■ **DIRECTIONS FOR THIS TASK**
Locate every line in the listing that contains the word "dirt" and copy each of those lines out in full.

■ **MATERIALS PROVIDED**
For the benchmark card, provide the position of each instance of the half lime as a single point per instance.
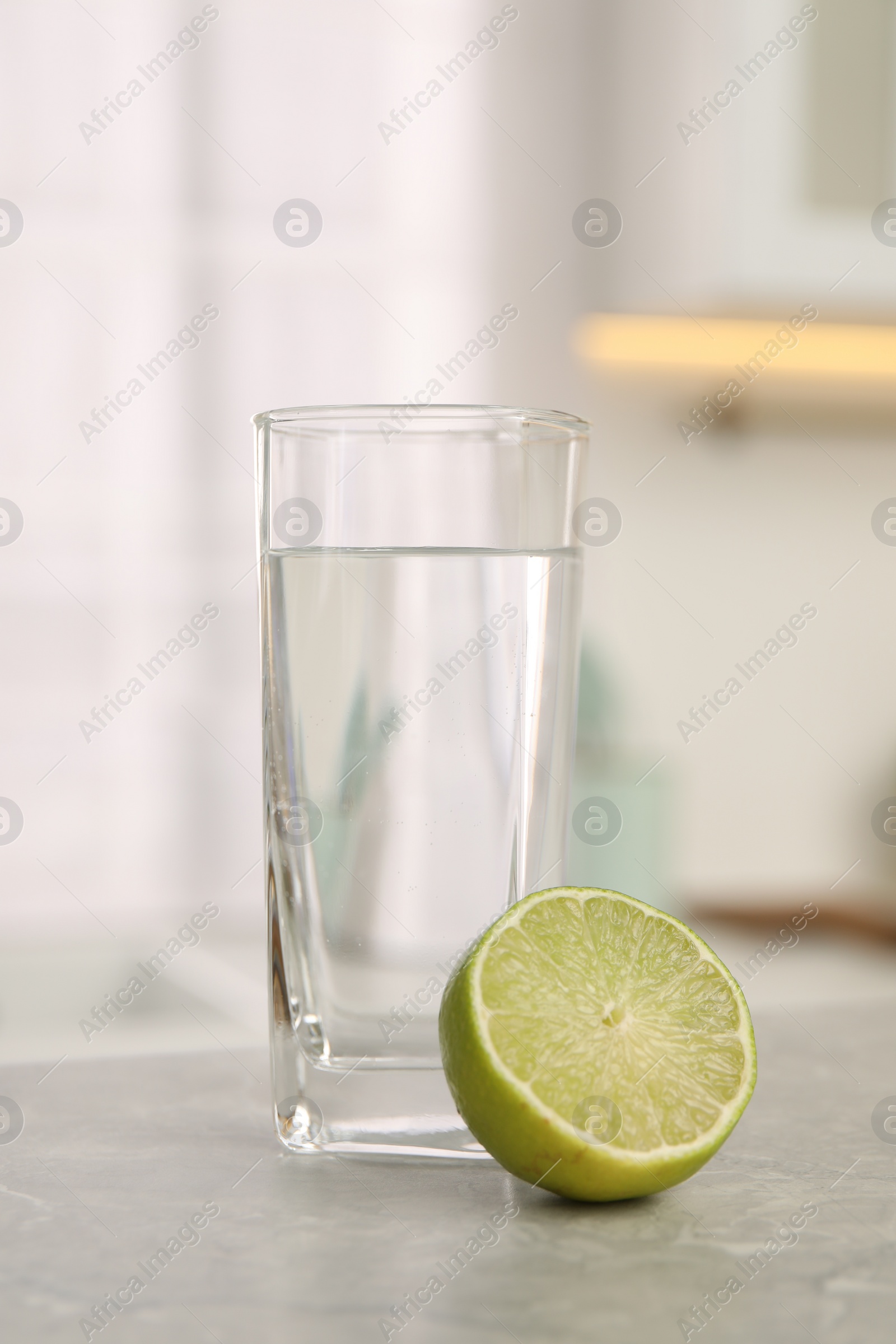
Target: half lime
(597, 1046)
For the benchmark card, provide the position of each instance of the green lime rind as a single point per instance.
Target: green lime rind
(527, 1136)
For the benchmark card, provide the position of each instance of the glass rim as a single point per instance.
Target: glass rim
(562, 421)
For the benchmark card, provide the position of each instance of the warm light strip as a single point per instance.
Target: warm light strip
(637, 342)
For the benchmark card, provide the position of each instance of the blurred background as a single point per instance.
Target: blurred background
(147, 152)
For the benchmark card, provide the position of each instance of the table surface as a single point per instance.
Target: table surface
(116, 1156)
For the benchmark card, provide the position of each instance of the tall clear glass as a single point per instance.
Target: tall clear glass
(419, 601)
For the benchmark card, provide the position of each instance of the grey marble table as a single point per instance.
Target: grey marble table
(117, 1156)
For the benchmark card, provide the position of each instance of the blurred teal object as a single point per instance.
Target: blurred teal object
(620, 804)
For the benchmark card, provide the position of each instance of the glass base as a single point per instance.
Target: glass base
(388, 1112)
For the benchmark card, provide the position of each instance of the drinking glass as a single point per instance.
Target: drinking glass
(419, 608)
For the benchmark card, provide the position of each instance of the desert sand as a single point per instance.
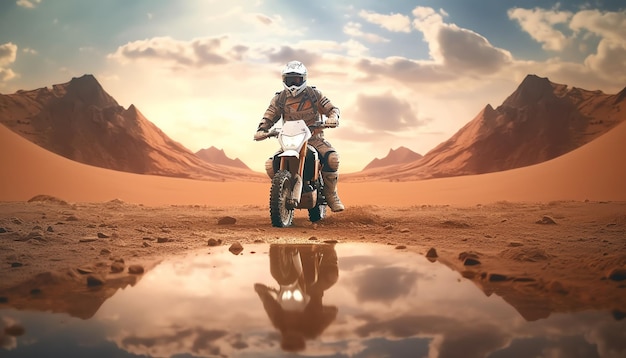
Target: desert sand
(555, 232)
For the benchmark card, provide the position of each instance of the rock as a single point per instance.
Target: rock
(135, 269)
(455, 224)
(227, 220)
(432, 253)
(617, 274)
(235, 248)
(469, 258)
(95, 280)
(546, 220)
(84, 270)
(47, 199)
(557, 287)
(117, 267)
(213, 242)
(34, 235)
(496, 277)
(36, 291)
(471, 262)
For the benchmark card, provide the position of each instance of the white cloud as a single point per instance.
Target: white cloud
(8, 54)
(392, 22)
(456, 48)
(29, 4)
(385, 112)
(354, 29)
(609, 59)
(180, 54)
(539, 24)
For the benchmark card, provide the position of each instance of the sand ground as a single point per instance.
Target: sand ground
(557, 256)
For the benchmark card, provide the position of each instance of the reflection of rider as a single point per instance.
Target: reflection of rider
(303, 272)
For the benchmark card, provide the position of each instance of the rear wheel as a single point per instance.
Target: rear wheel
(279, 193)
(318, 212)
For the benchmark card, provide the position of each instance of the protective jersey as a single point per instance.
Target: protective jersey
(303, 107)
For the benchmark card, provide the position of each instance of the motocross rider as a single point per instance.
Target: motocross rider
(299, 101)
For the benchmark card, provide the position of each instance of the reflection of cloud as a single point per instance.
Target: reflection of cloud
(451, 337)
(7, 341)
(385, 284)
(195, 340)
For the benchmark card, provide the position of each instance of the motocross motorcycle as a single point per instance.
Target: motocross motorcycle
(297, 181)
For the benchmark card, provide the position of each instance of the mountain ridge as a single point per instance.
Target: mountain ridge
(539, 121)
(81, 121)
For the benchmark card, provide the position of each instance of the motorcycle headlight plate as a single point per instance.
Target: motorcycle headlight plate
(292, 142)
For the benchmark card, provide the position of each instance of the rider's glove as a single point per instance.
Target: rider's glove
(332, 121)
(260, 135)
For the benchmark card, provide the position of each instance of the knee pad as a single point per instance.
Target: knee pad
(331, 162)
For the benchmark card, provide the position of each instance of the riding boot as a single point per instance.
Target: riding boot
(330, 191)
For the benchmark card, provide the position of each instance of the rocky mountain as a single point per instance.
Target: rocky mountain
(217, 156)
(539, 121)
(82, 122)
(402, 155)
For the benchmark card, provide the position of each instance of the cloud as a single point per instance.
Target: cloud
(539, 24)
(385, 113)
(196, 53)
(29, 4)
(458, 48)
(609, 59)
(8, 54)
(392, 22)
(354, 29)
(465, 50)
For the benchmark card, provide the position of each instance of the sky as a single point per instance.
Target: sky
(403, 73)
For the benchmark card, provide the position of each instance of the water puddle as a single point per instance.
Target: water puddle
(321, 300)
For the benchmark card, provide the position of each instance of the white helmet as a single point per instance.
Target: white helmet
(294, 77)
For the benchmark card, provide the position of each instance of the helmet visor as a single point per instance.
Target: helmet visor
(293, 80)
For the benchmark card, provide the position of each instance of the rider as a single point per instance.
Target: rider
(299, 101)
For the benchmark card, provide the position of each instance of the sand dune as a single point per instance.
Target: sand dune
(596, 171)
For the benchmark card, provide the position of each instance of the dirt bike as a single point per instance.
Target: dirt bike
(297, 181)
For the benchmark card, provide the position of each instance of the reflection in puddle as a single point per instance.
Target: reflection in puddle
(373, 301)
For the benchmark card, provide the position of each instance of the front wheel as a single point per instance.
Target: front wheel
(281, 188)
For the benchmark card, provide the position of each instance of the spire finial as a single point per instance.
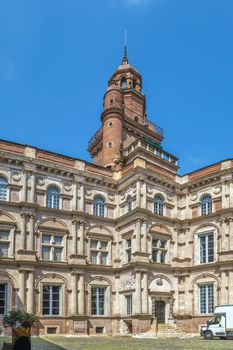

■ **ANSWER TO THIS TASK**
For the benchmark card, provide the position of each instance of the dirt bike as a single point per instance.
Target: dirt bike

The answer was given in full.